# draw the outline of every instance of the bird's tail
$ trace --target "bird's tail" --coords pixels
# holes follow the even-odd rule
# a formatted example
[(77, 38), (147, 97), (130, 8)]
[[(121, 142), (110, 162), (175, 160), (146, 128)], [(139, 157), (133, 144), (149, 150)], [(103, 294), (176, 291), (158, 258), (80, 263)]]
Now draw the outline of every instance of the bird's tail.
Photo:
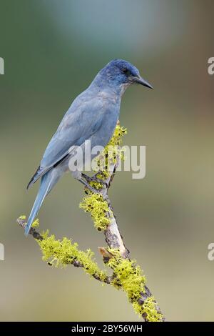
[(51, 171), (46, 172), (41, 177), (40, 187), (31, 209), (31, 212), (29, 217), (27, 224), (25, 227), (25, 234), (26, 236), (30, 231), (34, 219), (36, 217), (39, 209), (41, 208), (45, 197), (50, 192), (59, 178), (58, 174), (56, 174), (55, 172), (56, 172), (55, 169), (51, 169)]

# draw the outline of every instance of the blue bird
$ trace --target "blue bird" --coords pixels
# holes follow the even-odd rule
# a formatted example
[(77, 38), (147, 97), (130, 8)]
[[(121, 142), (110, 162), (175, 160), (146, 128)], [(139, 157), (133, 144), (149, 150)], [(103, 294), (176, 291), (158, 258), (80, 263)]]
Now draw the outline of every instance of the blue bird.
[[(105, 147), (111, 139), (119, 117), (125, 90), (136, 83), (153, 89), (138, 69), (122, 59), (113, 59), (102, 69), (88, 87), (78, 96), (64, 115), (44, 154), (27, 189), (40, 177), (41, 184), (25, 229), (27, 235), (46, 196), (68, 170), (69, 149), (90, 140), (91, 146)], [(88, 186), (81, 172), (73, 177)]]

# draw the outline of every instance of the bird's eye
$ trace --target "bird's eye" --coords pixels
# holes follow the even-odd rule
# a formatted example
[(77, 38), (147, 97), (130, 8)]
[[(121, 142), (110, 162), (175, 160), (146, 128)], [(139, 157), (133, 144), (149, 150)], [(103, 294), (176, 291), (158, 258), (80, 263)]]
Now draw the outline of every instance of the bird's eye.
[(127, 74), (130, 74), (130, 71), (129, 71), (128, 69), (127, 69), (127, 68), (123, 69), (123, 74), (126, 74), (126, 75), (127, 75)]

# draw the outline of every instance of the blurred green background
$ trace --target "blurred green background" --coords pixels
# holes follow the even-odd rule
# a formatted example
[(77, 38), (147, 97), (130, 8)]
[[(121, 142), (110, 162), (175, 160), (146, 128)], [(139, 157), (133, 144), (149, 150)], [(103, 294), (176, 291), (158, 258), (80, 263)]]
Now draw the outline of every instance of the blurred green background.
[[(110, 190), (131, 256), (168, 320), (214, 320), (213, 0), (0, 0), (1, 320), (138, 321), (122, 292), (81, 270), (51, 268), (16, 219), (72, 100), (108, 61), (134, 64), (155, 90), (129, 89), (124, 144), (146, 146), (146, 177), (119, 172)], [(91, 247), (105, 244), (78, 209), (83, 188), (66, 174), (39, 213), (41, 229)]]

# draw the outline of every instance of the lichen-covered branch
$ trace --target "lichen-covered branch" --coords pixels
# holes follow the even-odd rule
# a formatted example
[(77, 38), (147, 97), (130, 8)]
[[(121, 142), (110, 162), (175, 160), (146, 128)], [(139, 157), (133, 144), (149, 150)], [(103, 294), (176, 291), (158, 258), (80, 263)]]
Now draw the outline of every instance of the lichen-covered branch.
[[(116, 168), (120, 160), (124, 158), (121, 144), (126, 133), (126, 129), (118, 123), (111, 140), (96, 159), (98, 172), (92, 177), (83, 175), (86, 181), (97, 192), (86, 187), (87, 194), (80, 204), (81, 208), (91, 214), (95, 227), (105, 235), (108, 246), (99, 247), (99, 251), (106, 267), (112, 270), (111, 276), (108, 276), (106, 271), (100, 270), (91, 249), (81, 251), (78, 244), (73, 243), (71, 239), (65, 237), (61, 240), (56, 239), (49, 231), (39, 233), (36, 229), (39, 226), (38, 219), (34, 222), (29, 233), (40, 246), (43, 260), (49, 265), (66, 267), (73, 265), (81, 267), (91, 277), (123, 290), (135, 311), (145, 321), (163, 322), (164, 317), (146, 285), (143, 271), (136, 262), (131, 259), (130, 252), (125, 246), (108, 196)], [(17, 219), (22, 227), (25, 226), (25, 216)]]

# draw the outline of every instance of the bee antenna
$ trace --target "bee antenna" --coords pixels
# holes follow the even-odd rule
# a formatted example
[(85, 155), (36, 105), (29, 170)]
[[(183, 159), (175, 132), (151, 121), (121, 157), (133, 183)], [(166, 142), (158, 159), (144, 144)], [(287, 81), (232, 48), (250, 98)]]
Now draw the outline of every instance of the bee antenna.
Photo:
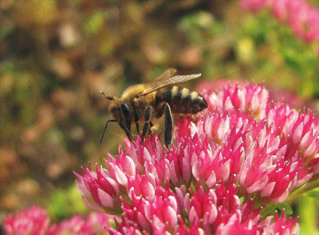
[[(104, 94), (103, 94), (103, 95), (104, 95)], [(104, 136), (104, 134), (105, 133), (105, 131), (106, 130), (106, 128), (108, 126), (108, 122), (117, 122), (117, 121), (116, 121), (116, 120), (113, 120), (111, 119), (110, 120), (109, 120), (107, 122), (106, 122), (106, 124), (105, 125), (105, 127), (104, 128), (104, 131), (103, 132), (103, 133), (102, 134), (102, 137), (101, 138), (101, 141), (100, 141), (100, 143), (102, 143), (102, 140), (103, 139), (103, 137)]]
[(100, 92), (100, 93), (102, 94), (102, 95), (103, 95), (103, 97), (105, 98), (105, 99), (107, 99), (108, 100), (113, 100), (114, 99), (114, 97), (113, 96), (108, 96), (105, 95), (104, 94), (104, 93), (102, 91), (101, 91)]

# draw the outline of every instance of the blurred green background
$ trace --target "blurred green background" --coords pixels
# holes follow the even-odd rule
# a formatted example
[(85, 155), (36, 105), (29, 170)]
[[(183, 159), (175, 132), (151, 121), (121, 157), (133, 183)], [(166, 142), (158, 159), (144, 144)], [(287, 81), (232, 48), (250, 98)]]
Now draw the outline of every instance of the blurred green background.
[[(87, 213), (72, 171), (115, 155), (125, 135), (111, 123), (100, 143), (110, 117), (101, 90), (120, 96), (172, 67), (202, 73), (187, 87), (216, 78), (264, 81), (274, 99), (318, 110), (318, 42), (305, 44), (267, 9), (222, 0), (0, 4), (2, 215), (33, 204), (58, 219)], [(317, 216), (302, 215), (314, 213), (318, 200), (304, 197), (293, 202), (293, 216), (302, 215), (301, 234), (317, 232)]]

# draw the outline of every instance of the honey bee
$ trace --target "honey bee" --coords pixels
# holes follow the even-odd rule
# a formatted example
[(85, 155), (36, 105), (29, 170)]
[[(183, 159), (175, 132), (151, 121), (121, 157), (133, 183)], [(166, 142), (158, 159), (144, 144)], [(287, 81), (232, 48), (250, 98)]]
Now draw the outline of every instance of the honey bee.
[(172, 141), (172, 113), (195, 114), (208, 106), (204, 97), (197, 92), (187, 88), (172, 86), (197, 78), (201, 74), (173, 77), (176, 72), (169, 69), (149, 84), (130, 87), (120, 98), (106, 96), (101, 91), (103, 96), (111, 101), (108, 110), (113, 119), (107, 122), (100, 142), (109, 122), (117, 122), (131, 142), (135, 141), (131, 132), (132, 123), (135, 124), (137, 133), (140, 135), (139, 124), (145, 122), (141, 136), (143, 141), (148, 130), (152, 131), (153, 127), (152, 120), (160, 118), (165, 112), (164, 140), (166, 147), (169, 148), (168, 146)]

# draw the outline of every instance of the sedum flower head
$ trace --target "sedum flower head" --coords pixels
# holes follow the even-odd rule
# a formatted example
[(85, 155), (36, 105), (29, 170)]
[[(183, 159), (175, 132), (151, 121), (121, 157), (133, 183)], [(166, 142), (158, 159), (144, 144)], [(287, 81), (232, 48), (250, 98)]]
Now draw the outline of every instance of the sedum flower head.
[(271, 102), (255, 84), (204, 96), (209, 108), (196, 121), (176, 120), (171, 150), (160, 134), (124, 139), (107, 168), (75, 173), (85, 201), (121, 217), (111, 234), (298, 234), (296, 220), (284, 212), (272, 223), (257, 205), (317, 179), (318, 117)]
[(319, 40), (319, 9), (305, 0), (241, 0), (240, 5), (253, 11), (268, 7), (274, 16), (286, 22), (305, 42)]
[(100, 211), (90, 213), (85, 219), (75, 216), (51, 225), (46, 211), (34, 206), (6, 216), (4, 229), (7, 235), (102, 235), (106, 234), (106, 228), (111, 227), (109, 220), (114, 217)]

[What you need to do]:
Could you write out the records above, from their first line up to and including the line containing "169), (51, 169)]", with each line identical to the original and any pictures left out?

[Result for this exercise]:
# draw the outline of every instance of the bird's tail
$ trace --target "bird's tail" --coords pixels
# holes follow the even-odd rule
# a formatted example
[(77, 38), (147, 97), (130, 8)]
[[(121, 142), (110, 162), (175, 160), (146, 128)], [(139, 157), (133, 144), (149, 150)], [(103, 294), (176, 291), (158, 258), (80, 263)]]
Now draw the outline of every instance of the bird's tail.
Photo:
[(51, 171), (46, 172), (41, 177), (40, 187), (31, 209), (31, 212), (29, 217), (27, 224), (25, 227), (25, 234), (26, 236), (30, 231), (34, 219), (36, 217), (39, 209), (41, 208), (45, 197), (50, 192), (59, 178), (58, 174), (56, 174), (55, 172), (56, 172), (55, 169), (51, 169)]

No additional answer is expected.